Segment Start: Excerpted text

If Andrew Cuomo has his way, the state legislature and Governor Paterson will close the state’s $315 million shortfall before he takes office. The push from the governor-elect means that in the next two months, New York state’s current leadership may again determine whether to close a budget gap by raiding MTA dedicated funds. Nearly $20 million for transit could be on the line.
Paterson has repeatedly stated that he doesn’t want to pass the current deficit on to the new administration. “That $315 million needs to be balanced so that the new governor can start on January 1 only dealing with a $9 billion deficit and not any surplus that came from the 2010-2011 budget negotiations,” said Paterson in a joint press conference held with Cuomo yesterday.
So far, the current legislature has rejected calls for a special session to deal with the deficit and other Paterson priorities. But at the joint presser, Cuomo added his voice to Paterson’s, urging the legislature to fix that $315 million hole before he takes office. “If Governor Paterson leaves a shortfall on the table, it rolls forward to next year and what is already an impossible year with a $9 billion deficit, give or take,” said Cuomo. “So if Governor Paterson were to compound next year, that would not be responsible.”
That adds some political muscle to Paterson’s request. Paterson is a lame duck, but legislative leaders are going to have to deal with Cuomo moving forward. Rejecting Cuomo’s call for a special session before January would start Sheldon Silver and John Sampson off on the wrong foot with the incoming governor.
Paterson has proposed closing the $315 million shortfall with a mechanism similar to what the state used earlier this year to make up for a shortfall in federal Medicaid payments. By instituting an across-the-board cut of 1.1 percent to all state programs, that maneuver stripped the MTA of $16.7 million in dedicated revenue. If this new spending cut mechanism is organized the same way, it would cost the MTA another $18.7 million. If legislators don’t exempt revenue from the MTA payroll tax, which they spared before, the impact on transit could be about twice as big. Transit advocates and City Council transportation chair Jimmy Vacca have warned state leaders not to hit transit again.
If the state does raid the MTA to plug the current budget gap, it could foreshadow even worse news for straphangers. Any damage inflicted to the MTA’s finances by this $315 million state deficit pales in comparison to the potential trainwreck of next year’s budget, in which the state is currently $9 billion short.

Segment End: Excerpted text

— Required action —
Please repeat the budget article word for word, everything from "So far, the" down to "the incoming governor.".

Segment Start: Excerpted records

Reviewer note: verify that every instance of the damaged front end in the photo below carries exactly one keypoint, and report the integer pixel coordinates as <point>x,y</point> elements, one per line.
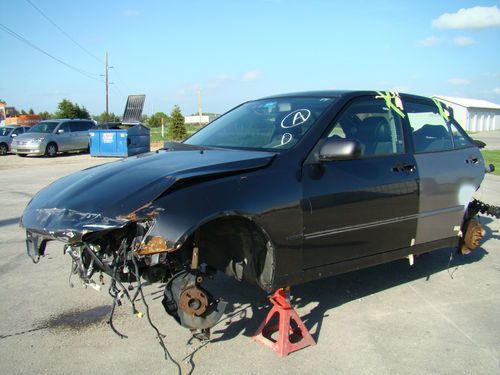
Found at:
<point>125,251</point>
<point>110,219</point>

Segment End: Excerpted records
Segment Start: Excerpted records

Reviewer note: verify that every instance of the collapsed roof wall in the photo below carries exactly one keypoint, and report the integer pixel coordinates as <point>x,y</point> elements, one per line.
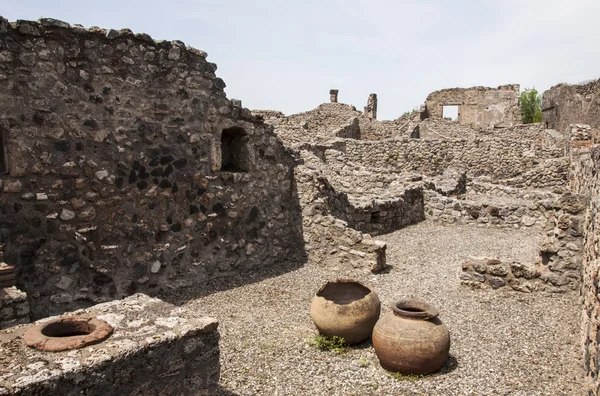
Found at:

Segment End: Excerpted records

— Your response —
So far, the current legislature has rejected calls for a special session to deal with the deficit and other Paterson priorities. But at the joint presser, Cuomo added his voice to Paterson’s, urging the legislature to fix that $315 million hole before he takes office. “If Governor Paterson leaves a shortfall on the table, it rolls forward to next year and what is already an impossible year with a $9 billion deficit, give or take,” said Cuomo. “So if Governor Paterson were to compound next year, that would not be responsible.”
That adds some political muscle to Paterson’s request. Paterson is a lame duck, but legislative leaders are going to have to deal with Cuomo moving forward. Rejecting Cuomo’s call for a special session before January would start Sheldon Silver and John Sampson off on the wrong foot with the incoming governor.